YOUR INSTRUCTIONS:
Count the lines of the material below that contain the string "woman", and reply with only that number.

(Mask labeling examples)
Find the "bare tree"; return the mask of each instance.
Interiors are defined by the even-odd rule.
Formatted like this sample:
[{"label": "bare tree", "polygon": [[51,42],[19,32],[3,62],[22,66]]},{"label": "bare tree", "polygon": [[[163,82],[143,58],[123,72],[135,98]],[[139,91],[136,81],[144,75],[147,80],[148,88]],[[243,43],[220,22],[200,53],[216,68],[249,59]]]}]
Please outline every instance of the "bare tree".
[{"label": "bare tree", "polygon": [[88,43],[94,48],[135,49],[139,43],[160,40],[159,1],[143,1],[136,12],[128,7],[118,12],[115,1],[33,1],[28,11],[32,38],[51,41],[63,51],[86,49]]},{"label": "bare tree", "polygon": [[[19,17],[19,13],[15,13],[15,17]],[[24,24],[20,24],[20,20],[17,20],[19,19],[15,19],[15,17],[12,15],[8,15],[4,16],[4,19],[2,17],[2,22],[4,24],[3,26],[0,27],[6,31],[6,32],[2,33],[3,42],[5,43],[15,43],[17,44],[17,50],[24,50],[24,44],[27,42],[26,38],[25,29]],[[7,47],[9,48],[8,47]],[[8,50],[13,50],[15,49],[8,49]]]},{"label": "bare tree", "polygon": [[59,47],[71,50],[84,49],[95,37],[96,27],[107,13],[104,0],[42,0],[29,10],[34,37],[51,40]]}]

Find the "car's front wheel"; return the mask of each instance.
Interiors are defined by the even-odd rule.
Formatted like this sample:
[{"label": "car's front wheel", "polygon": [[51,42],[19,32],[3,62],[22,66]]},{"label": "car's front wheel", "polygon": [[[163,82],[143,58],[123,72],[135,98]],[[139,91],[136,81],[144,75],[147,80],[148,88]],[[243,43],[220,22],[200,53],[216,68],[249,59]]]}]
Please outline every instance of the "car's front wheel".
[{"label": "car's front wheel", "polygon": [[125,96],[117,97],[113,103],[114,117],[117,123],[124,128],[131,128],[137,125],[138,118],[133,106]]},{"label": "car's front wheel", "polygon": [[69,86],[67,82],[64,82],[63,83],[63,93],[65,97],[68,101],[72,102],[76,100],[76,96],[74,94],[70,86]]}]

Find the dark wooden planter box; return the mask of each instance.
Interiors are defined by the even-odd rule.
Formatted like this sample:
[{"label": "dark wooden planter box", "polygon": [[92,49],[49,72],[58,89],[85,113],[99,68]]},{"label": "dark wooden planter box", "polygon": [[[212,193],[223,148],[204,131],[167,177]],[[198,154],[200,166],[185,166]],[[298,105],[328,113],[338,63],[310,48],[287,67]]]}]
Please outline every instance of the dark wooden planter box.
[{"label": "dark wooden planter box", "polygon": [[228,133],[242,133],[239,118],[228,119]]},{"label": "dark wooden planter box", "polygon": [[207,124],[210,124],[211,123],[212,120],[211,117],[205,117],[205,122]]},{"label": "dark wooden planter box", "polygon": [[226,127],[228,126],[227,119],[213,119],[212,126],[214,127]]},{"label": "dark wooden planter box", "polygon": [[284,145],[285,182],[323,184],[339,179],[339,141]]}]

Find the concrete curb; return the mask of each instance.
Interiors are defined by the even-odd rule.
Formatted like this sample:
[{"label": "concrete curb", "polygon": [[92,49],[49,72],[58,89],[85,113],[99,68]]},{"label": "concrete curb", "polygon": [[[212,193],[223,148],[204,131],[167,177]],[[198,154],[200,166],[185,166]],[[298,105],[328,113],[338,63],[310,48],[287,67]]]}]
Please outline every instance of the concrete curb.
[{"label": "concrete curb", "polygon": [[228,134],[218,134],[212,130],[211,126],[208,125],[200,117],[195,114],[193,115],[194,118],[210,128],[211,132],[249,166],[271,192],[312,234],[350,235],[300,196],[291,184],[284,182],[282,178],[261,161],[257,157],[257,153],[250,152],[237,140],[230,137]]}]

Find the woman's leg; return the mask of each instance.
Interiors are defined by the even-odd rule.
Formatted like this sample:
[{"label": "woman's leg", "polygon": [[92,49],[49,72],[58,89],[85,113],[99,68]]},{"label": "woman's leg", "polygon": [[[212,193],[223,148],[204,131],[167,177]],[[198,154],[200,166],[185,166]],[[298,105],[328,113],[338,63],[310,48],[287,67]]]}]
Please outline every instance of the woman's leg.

SOLUTION FOR THIS EXERCISE:
3